#### WORK TASK 1
In the code review steps, can you give the passage from "To fill in a" up to and including "there is one." again, replacing "PR" with "pull request"?
#### WORK TASK 2
What comes next in the list of code review steps? Write the continuation, starting after its final item.

#### EXTRACT PROVIDED
***

To fill in a bit more detail, here are the most common concrete steps I take to review code (depending on the complexity of the change; I don't do all of these for every PR):

  • Read the associated GitHub issue, if there is one.
  • Read the PR description (first comment) but not the entire PR discussion
  • Clone (download) the PR branch locally.
  • Build, usually without compiler optimization to allow more effective debugger use.
    • Sometimes I will checkout, build, and test each commit separately.
    • If the PR hasn't been rebased recently, rebase (locally) onto latest master, (better to test there), and sometimes this will turn up hidden merge conflicts.
  • Run any new or modified tests.
  • Use Visual Studio Code (VSCode), which has excellent git integration, to view per-commit diffs.
    • Start by looking at header file changes, then .cpp changes.
    • Try to understand the history of the affected areas of code.
    • Look for opportunities to adhere more closely to modern C++ best practices.
    • Make sure there are sufficient, but not too many, code comments, and they are concise and clear.
    • Pay special attention to lock ordering and thread safety, see if additional lock annotations can be added.
    • Understand what the tests are doing, see if they provide good coverage for the code being added or changed.
    • Consider if a release note is needed.
  • Run any code paths that aren't obviously correct with the debugger:
    • VSCode has excellent debugger integration.
    • Use debuggers while running functional tests (run simultaneous debuggers on the Python and the bitcoind), and/or on the unit tests, or just running bitcoind manually (and using the CLI).
    • Set breakpoints and single-step, looking at relevant state.
  • Take local notes of any problems or suggestions.
  • Now go back and read the discussion on the PR. I find it's best to delay this until after examining the code so I'm not unduly influenced by existing review comments.
  • Here is where it might make sense to contact the author directly (as explained previously).
  • Add any comments that haven't already been added by other reviewers. My goal is to make useful comments and suggestions while also being very humble (I may not understand the code as well as I think I do!), and very gentle in making corrections or suggestions, especially with newer developers.
  • Try to bundle comments so as not to spam others with GitHub notifications.

***

#### DATA UNDER STUDY
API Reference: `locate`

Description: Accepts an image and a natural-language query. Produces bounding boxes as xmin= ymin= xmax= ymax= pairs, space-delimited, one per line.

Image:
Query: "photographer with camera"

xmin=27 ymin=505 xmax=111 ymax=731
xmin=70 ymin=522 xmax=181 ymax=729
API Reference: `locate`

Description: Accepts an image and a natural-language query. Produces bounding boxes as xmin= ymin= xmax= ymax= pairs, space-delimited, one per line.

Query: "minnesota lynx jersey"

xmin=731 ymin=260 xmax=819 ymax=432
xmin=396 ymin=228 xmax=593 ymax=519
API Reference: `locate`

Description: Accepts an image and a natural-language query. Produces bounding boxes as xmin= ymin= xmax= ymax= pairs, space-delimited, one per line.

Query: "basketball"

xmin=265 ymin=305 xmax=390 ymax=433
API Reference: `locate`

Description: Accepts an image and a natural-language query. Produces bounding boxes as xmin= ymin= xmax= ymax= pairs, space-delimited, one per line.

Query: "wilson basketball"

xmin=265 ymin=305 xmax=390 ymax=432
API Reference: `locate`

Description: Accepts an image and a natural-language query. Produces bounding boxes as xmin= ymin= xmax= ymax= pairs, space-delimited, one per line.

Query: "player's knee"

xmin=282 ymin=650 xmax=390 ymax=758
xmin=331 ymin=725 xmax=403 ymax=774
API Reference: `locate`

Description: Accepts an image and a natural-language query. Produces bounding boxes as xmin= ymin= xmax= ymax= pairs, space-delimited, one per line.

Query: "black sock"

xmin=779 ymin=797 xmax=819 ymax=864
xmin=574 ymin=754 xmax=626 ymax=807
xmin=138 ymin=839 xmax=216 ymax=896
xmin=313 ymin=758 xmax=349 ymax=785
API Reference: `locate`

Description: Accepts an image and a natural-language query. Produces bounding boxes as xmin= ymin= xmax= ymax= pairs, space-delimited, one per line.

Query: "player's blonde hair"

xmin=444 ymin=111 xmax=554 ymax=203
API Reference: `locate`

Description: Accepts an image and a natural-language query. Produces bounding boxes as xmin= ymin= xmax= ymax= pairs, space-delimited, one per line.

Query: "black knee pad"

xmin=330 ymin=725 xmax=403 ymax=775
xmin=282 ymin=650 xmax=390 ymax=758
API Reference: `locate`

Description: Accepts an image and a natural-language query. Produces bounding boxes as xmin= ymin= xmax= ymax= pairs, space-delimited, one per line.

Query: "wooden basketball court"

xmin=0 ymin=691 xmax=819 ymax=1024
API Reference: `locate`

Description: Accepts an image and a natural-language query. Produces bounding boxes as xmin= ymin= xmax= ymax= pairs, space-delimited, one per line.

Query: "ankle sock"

***

#### ANSWER AREA 1
To fill in a bit more detail, here are the most common concrete steps I take to review code (depending on the complexity of the change; I don't do all of these for every pull request):

  • Read the associated GitHub issue, if there is one.

#### ANSWER AREA 2
  • After the PR updates, repeat! I love GitHub notifications to keep track of things I need to respond to.

After starting out in a very general way, it may be more productive for me to specialize in reviewing certain larger (multi-PR) important projects, although I would always want to spend 40% of my time on "general" (smaller) PRs. After discussions with a few people, I propose spending 30% of my time reviewing each of these two projects:

After spending a few months just reviewing and learning, I'm expecting that I'll be able to carve out little sub-areas of these to contribute code to.

As for grant amount, it would be nice to stay roughly even with my current compensation. So multiplying my current grant by 5 (to reflect going from 20% to 100% of my time) is in the right range.

I would still be taking a bit of a pay cut, because ECC (my current employer) has instituted what they call a "retention bonus" which is like a stock option (ECC has no stock, as it's also a nonprofit). It's an employee-specific amount of Zcash, in my case 918.65 ZEC, that vests yearly over a 4-year period. The first year was up January 20, 2022, so the value based on the price on that day, $125, which is still close to the current price (I haven't converted it to Bitcoin yet), is about $28,700. So, if you add that to my base salary, it's about $178,700. Another part of my compensation is in the form of employee benefits, such as medical insurance. I don't know the value of the value of these (pretty standard) benefits.

But I'm also aware that there's typically less compensation for working on a grant basis, and especially to work on the world's greatest project, so I'm not expecting my total compensation to stay just the same.